**Task prompt**. After locating the line with "Point to the wooden", reproduce it and all following lines of the listing below exactly, stopping only at the final line.

**Available data**.

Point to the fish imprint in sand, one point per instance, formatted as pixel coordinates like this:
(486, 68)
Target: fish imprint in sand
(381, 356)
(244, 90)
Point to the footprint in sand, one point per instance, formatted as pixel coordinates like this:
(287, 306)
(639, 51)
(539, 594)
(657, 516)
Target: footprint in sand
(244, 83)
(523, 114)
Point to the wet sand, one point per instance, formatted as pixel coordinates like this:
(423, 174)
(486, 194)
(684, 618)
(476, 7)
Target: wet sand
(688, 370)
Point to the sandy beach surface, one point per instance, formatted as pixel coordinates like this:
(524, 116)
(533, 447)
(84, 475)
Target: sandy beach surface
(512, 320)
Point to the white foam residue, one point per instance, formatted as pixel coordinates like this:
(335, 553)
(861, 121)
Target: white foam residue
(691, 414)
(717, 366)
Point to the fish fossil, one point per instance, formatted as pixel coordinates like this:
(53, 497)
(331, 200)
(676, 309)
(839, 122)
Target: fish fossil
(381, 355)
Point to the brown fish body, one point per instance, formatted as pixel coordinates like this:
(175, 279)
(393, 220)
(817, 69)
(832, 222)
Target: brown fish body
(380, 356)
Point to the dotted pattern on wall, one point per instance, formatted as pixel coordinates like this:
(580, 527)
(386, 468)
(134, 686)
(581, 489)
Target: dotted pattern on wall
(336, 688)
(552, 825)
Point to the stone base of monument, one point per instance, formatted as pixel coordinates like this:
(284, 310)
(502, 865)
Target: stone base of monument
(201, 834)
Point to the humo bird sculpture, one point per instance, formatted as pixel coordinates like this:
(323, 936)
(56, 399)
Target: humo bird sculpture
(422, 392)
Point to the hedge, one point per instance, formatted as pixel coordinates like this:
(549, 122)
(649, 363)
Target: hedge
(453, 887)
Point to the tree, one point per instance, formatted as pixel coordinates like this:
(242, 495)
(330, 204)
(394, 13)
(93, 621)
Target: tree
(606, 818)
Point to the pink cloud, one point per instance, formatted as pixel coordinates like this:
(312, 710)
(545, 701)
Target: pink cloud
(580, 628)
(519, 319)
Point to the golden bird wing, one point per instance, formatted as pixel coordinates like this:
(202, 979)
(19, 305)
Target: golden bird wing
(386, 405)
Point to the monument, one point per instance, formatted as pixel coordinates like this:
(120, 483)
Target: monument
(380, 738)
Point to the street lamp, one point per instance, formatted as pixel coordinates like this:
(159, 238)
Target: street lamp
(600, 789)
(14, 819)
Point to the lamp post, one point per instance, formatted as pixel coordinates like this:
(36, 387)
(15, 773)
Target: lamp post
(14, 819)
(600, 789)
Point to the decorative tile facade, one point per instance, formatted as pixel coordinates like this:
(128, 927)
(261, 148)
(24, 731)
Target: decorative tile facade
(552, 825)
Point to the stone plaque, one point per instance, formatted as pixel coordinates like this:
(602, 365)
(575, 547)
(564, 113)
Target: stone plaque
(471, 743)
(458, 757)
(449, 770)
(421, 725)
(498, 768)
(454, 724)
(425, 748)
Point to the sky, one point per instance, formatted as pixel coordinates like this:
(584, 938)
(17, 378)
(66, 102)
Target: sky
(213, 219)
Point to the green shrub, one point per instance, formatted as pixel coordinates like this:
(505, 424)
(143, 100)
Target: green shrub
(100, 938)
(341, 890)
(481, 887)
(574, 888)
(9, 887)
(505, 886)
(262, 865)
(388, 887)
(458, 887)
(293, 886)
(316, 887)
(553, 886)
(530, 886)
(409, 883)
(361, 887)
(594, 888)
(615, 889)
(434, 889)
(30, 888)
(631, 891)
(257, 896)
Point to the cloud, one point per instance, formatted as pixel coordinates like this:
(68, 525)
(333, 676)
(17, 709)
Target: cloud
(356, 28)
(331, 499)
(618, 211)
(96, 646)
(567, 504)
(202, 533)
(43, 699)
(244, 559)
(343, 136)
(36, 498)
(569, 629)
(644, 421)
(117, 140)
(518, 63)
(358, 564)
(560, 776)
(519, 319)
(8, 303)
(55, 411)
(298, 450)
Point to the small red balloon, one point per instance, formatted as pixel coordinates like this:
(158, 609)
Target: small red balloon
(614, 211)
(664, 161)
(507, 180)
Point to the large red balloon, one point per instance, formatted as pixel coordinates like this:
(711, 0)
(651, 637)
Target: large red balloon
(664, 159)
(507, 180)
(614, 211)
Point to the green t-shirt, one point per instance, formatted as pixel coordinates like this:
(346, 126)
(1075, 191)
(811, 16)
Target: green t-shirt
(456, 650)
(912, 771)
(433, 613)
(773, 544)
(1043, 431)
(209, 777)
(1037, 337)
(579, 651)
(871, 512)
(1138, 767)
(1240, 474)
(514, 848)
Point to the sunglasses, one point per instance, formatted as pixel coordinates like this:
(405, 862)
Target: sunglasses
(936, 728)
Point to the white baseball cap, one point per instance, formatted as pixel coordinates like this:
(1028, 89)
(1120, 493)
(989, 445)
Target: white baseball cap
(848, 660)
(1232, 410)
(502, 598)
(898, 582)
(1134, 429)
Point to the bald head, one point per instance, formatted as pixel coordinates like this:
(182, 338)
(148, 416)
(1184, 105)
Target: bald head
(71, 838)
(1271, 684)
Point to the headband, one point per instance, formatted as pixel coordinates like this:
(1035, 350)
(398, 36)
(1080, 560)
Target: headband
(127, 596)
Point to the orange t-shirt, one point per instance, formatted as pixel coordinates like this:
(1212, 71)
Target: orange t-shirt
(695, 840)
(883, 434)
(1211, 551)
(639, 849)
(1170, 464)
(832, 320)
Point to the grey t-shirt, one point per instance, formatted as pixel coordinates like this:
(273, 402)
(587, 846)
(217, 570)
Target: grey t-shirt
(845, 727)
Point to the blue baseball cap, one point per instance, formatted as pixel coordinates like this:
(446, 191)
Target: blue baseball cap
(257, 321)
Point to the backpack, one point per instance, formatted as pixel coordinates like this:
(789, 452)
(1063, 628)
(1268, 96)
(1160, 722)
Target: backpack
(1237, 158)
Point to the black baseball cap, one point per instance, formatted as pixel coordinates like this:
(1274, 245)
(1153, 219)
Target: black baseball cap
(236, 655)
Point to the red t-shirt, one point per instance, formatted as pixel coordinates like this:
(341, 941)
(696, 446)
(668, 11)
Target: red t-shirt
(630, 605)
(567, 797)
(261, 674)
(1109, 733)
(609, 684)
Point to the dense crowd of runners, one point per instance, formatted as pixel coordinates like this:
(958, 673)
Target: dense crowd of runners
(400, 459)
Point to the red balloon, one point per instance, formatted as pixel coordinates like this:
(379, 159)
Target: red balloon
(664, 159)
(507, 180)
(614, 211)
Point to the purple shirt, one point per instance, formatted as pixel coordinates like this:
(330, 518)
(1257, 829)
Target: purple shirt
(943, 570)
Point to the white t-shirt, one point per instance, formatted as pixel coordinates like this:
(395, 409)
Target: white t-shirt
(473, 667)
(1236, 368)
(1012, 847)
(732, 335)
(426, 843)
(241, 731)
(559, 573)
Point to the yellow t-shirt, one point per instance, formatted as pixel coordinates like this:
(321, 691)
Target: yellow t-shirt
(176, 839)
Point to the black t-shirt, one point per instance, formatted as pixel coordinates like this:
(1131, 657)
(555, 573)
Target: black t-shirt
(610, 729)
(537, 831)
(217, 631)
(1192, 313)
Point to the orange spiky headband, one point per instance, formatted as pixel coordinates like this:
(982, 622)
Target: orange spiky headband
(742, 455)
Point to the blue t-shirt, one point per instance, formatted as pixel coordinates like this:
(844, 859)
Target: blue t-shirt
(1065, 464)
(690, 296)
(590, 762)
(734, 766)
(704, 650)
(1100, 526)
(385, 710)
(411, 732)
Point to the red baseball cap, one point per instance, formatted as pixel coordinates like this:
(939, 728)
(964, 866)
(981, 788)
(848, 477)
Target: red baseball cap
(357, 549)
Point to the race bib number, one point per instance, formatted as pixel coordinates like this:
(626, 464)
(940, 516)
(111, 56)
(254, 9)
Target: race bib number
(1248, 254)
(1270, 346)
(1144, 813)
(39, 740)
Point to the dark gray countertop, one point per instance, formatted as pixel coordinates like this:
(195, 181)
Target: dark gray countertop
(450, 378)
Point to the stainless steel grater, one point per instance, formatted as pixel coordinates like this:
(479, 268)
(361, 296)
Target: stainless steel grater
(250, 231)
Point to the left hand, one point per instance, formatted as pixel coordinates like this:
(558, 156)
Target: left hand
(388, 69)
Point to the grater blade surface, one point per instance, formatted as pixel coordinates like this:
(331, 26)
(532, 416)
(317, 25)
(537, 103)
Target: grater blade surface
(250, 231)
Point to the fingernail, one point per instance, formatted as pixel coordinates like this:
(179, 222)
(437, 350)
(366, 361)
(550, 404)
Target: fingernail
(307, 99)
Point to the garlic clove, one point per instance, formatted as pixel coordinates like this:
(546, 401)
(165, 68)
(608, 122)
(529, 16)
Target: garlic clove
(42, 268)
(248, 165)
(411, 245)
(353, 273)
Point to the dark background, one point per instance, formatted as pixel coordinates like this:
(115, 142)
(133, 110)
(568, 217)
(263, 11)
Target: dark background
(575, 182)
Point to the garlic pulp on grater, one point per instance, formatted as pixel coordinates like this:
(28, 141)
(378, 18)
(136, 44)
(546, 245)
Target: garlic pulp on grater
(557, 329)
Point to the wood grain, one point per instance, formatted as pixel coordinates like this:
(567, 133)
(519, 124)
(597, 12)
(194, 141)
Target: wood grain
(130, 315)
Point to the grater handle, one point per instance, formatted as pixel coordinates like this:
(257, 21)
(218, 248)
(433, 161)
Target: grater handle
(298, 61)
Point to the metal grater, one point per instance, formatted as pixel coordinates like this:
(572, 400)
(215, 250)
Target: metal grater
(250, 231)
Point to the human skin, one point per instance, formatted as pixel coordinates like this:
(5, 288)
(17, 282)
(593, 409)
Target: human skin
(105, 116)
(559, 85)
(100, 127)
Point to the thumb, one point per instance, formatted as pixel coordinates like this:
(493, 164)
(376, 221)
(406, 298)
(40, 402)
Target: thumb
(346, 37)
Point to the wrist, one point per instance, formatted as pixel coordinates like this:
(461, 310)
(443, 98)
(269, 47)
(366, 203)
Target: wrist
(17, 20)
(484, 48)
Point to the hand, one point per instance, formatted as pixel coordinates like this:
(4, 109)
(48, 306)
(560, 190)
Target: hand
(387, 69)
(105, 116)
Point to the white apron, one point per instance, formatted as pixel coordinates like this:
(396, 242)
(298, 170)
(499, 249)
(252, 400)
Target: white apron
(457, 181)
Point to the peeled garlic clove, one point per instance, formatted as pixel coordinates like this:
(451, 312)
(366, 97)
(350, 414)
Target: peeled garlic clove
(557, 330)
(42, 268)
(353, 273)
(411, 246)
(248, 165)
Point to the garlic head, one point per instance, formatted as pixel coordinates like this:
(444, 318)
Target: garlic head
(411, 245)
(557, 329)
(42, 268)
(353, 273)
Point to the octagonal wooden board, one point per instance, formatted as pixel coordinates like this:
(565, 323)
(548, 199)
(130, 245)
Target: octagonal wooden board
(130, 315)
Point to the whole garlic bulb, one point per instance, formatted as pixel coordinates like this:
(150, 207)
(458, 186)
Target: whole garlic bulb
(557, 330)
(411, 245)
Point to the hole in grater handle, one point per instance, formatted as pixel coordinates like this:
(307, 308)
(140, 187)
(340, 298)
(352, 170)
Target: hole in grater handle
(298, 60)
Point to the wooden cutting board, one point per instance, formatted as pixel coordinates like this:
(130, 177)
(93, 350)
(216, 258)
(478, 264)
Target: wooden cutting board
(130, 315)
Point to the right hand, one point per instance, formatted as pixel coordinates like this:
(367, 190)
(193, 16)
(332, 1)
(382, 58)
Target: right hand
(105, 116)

**Reply to the task**.
Point to the wooden cutting board, one point per instance, formatted as pixel coordinates like this:
(130, 177)
(93, 350)
(216, 258)
(478, 264)
Target: wooden cutting board
(130, 315)
Point to the right hand, one point per instance, formatted as pixel coordinates like this:
(367, 190)
(193, 16)
(332, 1)
(382, 58)
Target: right hand
(105, 116)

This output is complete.